━━ DATA SHOWN

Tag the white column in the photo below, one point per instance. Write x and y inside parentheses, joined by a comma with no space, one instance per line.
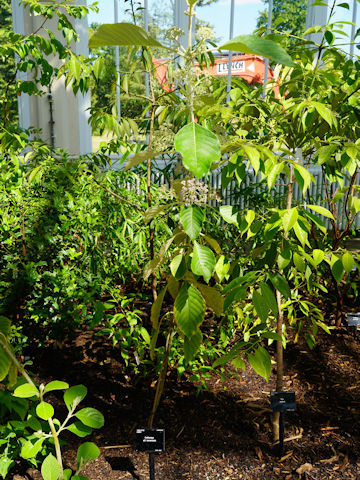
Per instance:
(315,15)
(353,28)
(70,112)
(231,34)
(181,20)
(24,99)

━━━━

- **EXERCISE OBJECTIVE**:
Reproduce the material in full, word for word, and omit the pictures.

- **THE COMPLETED TASK**:
Tag the white column in the photo below, one point per instance. Write x and y inside parentheses, joined by a comma with no space, one instance per line.
Per instance:
(315,15)
(353,28)
(70,112)
(231,34)
(181,20)
(24,99)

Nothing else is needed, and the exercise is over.